--- BEGIN ---

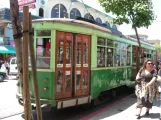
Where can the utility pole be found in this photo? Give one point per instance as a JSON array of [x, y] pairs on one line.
[[26, 100], [34, 72], [17, 34]]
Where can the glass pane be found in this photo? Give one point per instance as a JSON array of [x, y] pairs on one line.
[[85, 56], [101, 56], [59, 86], [110, 43], [67, 81], [68, 55], [43, 32], [43, 53], [85, 79], [134, 54], [117, 57], [123, 54], [63, 11], [128, 58], [109, 57], [78, 52], [78, 79], [60, 55], [101, 41]]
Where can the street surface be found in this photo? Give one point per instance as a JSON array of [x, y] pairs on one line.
[[122, 107], [9, 105]]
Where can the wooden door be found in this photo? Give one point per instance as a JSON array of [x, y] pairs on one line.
[[72, 65]]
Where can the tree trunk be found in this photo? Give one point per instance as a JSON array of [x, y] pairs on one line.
[[27, 106], [34, 72], [137, 51], [17, 29]]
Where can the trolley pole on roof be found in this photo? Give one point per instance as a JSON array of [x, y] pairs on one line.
[[34, 72]]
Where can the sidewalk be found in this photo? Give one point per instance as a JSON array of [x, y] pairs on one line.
[[123, 110]]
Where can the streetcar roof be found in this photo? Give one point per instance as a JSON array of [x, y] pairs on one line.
[[87, 24]]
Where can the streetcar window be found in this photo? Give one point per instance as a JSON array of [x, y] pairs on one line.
[[117, 57], [101, 56], [122, 54], [109, 57], [43, 33], [101, 41], [43, 53]]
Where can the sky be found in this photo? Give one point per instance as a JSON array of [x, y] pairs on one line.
[[153, 31]]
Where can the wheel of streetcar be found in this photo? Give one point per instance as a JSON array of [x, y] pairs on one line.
[[1, 78]]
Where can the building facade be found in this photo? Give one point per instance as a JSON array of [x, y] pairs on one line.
[[53, 9]]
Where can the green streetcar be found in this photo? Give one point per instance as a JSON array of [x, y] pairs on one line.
[[77, 61]]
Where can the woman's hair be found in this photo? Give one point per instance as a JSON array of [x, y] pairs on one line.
[[145, 62]]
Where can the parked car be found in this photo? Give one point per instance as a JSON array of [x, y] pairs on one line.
[[3, 75]]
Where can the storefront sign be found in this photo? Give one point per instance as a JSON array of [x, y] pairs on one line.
[[25, 2]]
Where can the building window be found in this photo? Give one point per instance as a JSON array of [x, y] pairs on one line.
[[41, 12], [59, 11], [107, 23], [74, 13], [88, 16], [98, 20]]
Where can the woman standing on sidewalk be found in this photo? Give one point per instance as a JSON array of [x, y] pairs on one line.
[[146, 88]]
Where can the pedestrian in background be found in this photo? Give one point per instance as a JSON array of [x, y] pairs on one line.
[[6, 64], [146, 88], [159, 77]]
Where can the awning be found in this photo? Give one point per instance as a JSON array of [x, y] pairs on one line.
[[7, 49]]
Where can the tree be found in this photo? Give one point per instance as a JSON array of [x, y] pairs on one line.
[[138, 13], [158, 49]]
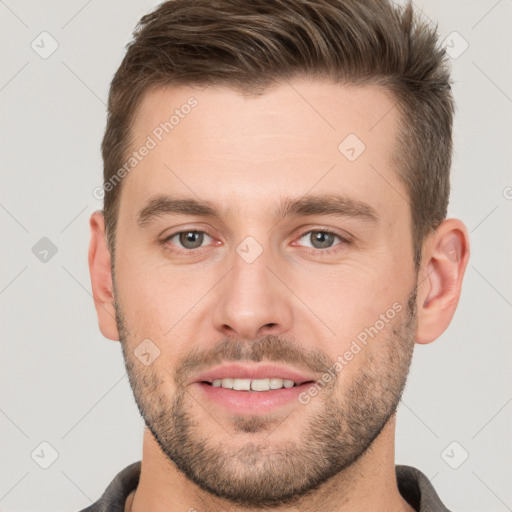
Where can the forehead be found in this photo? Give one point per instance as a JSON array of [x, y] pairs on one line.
[[221, 146]]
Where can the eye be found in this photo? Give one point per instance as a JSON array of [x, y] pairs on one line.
[[189, 240], [322, 239]]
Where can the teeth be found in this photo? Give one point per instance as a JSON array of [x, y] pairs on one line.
[[253, 384]]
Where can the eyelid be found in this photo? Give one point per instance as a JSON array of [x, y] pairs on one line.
[[344, 240]]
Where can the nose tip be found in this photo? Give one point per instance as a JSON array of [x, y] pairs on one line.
[[252, 302]]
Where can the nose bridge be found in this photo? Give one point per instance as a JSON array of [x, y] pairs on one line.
[[252, 302]]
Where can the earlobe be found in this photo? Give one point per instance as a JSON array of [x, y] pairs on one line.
[[101, 277], [445, 258]]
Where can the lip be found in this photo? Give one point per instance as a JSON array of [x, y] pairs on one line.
[[257, 371], [251, 402]]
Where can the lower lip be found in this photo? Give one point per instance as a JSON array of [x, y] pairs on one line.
[[253, 402]]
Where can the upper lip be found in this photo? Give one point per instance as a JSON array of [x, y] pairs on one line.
[[257, 371]]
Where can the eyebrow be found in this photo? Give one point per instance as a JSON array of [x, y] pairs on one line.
[[326, 204]]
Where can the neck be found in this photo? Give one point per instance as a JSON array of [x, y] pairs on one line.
[[368, 484]]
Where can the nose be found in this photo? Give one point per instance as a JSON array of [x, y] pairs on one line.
[[252, 302]]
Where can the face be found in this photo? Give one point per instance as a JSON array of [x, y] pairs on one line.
[[256, 242]]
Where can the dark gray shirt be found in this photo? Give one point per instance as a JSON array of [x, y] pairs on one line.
[[413, 485]]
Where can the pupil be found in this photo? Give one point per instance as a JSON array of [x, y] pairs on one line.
[[191, 239], [324, 239]]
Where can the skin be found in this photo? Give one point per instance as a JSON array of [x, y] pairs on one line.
[[246, 155]]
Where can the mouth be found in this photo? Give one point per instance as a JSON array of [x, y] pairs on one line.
[[252, 389]]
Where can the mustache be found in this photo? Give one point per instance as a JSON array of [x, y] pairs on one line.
[[269, 348]]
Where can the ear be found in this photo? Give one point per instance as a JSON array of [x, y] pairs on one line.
[[445, 256], [101, 277]]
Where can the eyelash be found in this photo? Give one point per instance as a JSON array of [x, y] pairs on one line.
[[313, 251]]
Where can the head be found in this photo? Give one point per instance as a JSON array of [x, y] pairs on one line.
[[289, 208]]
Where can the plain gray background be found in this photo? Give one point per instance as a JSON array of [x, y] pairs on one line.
[[63, 384]]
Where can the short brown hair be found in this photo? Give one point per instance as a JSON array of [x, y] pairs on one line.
[[250, 45]]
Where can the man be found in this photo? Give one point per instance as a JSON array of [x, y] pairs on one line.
[[273, 242]]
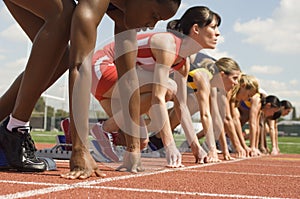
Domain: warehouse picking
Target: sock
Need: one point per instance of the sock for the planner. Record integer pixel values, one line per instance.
(155, 143)
(13, 123)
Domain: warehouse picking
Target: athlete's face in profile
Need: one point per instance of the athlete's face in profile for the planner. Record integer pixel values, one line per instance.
(244, 94)
(141, 14)
(269, 110)
(286, 111)
(230, 80)
(208, 35)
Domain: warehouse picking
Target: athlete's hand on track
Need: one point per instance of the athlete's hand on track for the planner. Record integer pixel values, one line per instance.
(198, 152)
(131, 162)
(173, 156)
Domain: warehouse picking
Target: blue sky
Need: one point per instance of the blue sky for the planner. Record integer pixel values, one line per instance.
(262, 36)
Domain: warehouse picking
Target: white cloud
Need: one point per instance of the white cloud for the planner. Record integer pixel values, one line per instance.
(266, 70)
(280, 33)
(294, 82)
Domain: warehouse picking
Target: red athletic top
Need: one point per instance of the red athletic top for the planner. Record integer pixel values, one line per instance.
(104, 73)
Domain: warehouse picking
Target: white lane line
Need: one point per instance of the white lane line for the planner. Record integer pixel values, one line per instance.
(269, 165)
(87, 184)
(62, 187)
(183, 192)
(246, 173)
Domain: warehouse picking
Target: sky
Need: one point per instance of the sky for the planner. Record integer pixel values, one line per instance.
(262, 36)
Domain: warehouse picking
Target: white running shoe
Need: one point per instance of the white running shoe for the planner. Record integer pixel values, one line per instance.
(102, 138)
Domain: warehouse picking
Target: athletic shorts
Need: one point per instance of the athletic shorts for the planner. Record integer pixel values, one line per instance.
(104, 75)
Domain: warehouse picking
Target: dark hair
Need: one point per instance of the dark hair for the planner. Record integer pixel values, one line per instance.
(276, 115)
(178, 2)
(200, 15)
(286, 104)
(273, 100)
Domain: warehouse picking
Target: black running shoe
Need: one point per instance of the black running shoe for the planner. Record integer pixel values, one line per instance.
(19, 149)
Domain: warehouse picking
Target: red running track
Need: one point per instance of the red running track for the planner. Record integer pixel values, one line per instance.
(262, 177)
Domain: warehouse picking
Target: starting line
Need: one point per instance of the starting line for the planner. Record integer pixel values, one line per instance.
(93, 185)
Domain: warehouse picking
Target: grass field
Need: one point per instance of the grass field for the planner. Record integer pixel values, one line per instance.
(286, 144)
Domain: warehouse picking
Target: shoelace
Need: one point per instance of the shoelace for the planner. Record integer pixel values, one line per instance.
(29, 146)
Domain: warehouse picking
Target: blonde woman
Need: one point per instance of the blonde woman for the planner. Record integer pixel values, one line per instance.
(207, 80)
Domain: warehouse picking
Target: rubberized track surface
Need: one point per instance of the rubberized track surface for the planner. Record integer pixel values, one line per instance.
(262, 177)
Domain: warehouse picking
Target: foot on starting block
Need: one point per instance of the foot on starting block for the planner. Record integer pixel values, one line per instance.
(50, 163)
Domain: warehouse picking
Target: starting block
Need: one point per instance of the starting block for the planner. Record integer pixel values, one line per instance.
(50, 163)
(60, 151)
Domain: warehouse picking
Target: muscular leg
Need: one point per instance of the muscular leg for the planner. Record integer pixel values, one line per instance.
(48, 47)
(31, 24)
(85, 20)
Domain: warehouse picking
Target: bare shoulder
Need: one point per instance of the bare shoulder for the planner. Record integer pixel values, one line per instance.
(163, 41)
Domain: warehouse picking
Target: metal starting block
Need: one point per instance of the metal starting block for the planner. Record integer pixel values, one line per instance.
(50, 163)
(60, 150)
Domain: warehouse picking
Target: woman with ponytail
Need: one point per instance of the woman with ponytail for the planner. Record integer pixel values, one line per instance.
(159, 54)
(250, 110)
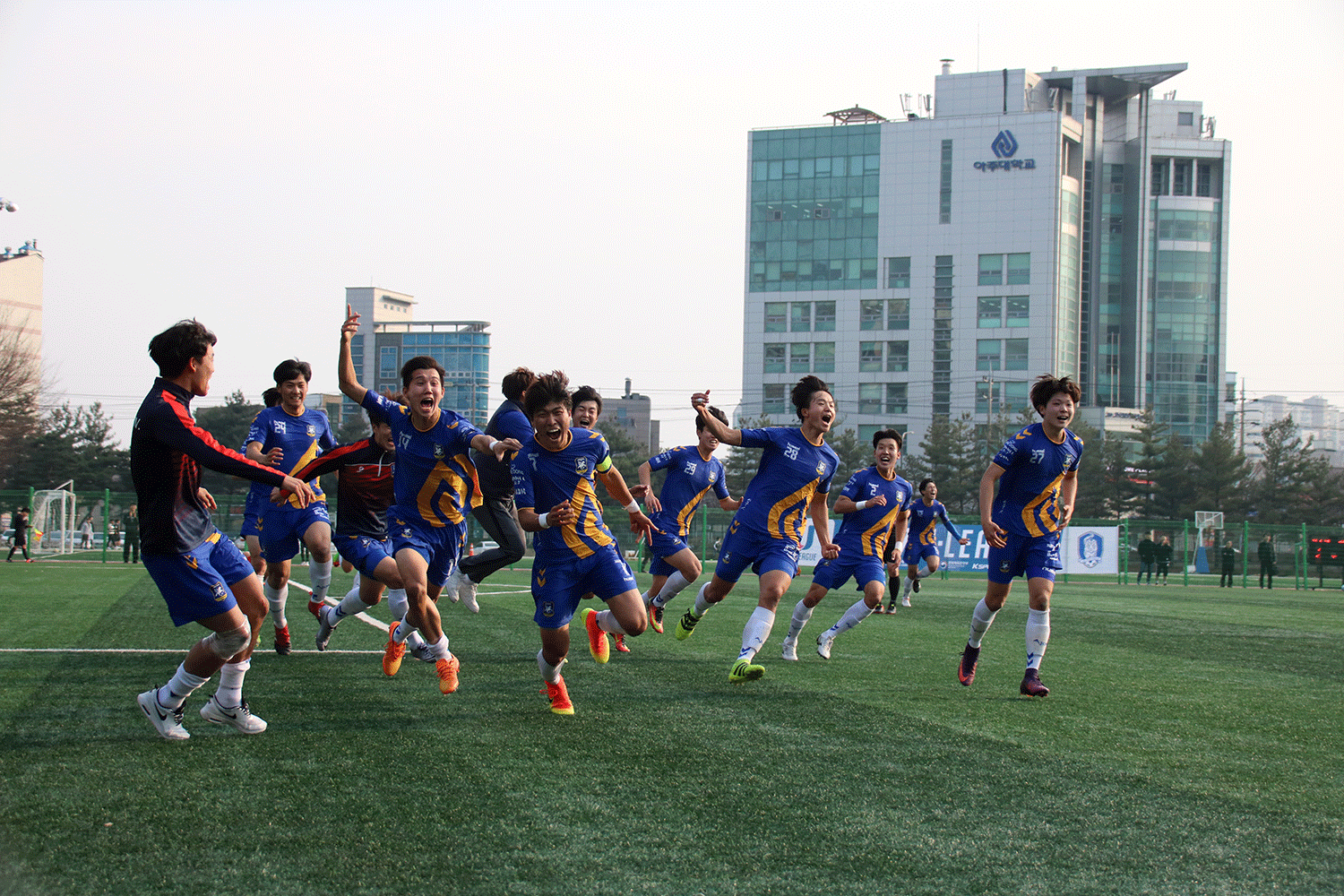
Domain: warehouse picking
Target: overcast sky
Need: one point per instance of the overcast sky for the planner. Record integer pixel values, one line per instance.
(574, 174)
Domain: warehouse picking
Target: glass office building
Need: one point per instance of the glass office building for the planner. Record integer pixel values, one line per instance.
(1019, 223)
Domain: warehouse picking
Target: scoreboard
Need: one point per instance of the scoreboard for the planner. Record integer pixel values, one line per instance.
(1325, 551)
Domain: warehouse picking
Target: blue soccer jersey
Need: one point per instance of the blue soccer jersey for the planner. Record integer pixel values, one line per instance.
(301, 438)
(435, 482)
(867, 530)
(924, 522)
(792, 470)
(543, 478)
(690, 478)
(1034, 469)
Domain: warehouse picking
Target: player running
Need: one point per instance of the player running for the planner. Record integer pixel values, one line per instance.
(435, 487)
(201, 573)
(693, 471)
(1037, 471)
(925, 514)
(875, 504)
(288, 437)
(574, 551)
(765, 533)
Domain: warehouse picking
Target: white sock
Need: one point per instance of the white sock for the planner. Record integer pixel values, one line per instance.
(672, 587)
(548, 672)
(702, 606)
(980, 621)
(607, 622)
(440, 649)
(230, 691)
(755, 633)
(1038, 635)
(857, 613)
(276, 598)
(398, 602)
(801, 613)
(349, 606)
(319, 576)
(180, 686)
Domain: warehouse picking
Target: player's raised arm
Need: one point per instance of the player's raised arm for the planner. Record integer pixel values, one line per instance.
(346, 365)
(722, 432)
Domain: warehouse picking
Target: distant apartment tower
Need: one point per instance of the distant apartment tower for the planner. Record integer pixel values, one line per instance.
(389, 336)
(632, 413)
(1011, 225)
(21, 297)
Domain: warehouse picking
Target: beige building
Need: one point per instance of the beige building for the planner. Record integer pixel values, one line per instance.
(21, 297)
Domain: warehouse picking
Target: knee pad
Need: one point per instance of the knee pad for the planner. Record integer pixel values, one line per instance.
(230, 643)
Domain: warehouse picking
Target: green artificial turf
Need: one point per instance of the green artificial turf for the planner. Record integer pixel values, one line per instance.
(1191, 745)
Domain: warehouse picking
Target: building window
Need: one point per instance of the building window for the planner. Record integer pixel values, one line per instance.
(870, 314)
(898, 273)
(870, 398)
(945, 185)
(898, 357)
(988, 354)
(800, 317)
(992, 271)
(898, 314)
(824, 358)
(870, 358)
(824, 317)
(897, 398)
(989, 312)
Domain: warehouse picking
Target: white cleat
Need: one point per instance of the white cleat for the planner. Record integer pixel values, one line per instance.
(824, 646)
(467, 591)
(166, 721)
(453, 584)
(237, 718)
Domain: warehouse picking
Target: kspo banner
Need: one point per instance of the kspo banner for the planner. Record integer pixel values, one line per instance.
(1083, 549)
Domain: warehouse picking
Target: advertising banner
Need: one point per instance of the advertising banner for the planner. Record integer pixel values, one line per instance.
(1083, 549)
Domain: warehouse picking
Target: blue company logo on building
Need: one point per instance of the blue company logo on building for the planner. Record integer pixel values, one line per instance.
(1004, 148)
(1004, 145)
(1090, 548)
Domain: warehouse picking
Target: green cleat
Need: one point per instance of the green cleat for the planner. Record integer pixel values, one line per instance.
(745, 670)
(685, 625)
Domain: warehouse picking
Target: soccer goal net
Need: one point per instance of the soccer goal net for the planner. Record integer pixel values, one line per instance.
(53, 520)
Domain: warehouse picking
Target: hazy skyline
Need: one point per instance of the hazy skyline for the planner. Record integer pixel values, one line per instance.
(244, 163)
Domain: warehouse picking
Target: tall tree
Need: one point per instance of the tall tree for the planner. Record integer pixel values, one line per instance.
(1281, 489)
(1220, 473)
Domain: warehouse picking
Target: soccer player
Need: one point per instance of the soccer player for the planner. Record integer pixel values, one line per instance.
(574, 551)
(693, 471)
(496, 513)
(199, 571)
(288, 437)
(875, 504)
(793, 478)
(925, 514)
(257, 498)
(1037, 471)
(435, 487)
(365, 492)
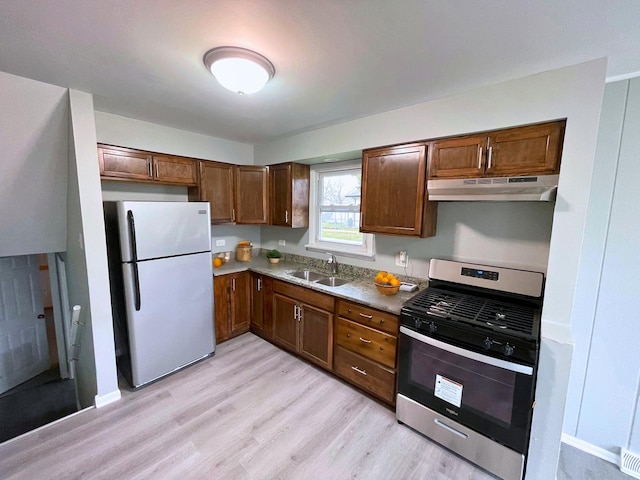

--- END ---

◆ What is asked
Output, verbatim, the part of the data that opens with the line containing "Where can the teeth" and closes with the line containing "[[101, 277], [445, 258]]", including both of those lines.

◆ Written response
Where can the teeth be found in this photo? Give one point per instance as a JSON array of [x, y] pairs on one line.
[[253, 384]]
Where can the eyelid be found in this photo? Give one point per instance as a JSON array of [x, y] pairs on one line.
[[344, 240]]
Where can the nose tip be found in this photo? Give one point per instance as a JSON array of [x, y] pairs on one line.
[[252, 302]]
Where can the nose bridge be found in this photo? Give one point per instance as a JSON array of [x, y] pairs on one line.
[[252, 302]]
Where can the earlobe be found in this photo? Give one point per instance as a JSON array of [x, y] pairs on one line.
[[101, 277], [445, 258]]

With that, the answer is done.